PROVIDED INFORMATION:
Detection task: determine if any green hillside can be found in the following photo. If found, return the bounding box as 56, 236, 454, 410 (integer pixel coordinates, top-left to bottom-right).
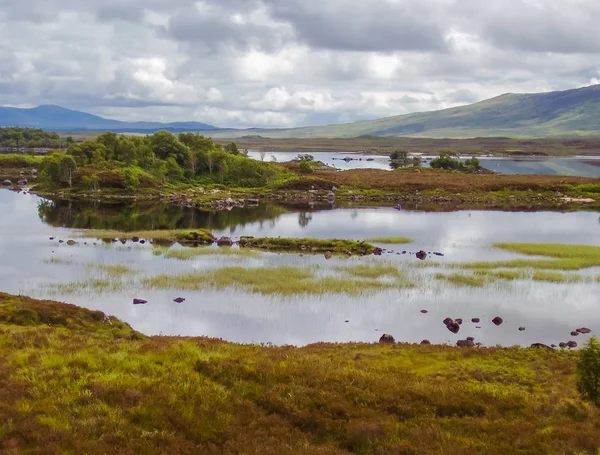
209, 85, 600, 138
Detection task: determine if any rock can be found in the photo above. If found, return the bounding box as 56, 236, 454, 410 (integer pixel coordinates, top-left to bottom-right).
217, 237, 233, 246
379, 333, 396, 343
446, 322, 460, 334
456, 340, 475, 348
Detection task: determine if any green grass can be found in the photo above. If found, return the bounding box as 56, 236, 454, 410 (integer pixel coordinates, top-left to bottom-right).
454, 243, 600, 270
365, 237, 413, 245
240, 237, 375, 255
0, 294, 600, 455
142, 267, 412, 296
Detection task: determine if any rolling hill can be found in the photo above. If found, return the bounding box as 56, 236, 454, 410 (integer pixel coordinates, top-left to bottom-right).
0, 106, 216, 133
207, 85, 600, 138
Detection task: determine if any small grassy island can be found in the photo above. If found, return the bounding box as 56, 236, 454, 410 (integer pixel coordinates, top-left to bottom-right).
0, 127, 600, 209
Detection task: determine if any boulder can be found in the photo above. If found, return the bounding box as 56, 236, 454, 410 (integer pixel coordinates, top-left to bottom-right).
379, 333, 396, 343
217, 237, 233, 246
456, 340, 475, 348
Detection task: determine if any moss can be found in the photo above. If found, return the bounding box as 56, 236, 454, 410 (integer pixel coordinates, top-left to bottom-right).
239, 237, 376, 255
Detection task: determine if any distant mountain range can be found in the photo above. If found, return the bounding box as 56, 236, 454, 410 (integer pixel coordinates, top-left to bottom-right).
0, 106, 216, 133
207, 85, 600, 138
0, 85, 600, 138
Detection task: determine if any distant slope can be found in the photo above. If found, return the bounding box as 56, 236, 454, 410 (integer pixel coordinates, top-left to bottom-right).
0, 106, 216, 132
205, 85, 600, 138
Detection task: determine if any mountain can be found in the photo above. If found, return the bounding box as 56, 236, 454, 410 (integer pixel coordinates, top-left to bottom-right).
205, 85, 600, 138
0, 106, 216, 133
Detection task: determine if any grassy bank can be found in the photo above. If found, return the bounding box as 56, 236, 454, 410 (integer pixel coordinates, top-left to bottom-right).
...
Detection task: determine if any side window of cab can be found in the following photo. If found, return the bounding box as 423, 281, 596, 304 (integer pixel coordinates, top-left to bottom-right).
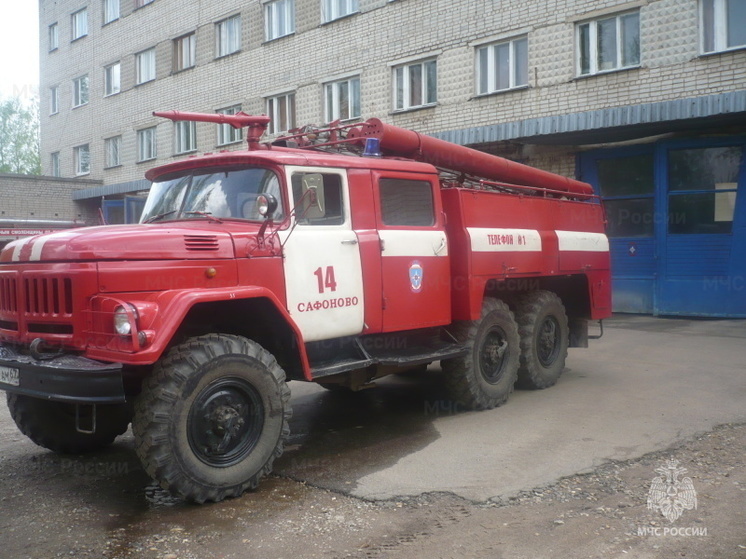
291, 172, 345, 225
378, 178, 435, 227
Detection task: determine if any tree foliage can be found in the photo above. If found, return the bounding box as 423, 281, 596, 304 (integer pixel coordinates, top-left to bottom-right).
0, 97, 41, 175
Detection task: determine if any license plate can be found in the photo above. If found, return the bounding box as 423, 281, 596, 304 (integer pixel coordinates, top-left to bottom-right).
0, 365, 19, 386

WHAT TO WORK ON: Rewrite the data from the line with "Detection task: determine if any distant slope" to the line with "Detection task: determine if any grassy", changing "mountain" to "peak" and leaving everything else as it is.

PROBLEM SOLUTION:
Detection task: determine if any distant slope can be found in the photo above. If found, return the bounding box as 56, 236, 454, 410 (integer pixel coordinates, top-left to bottom-right).
0, 106, 216, 132
205, 85, 600, 138
Detection task: determine if any peak can be found in the photo above. If found, return the bounding box as 56, 236, 454, 410 (integer pixel coordinates, top-left to bottom-right).
205, 85, 600, 138
0, 106, 216, 133
Detection task: determine if any grassy bank can be found in the photo above. If found, return the bounding box as 56, 236, 454, 410 (integer pixel coordinates, top-left to bottom-right).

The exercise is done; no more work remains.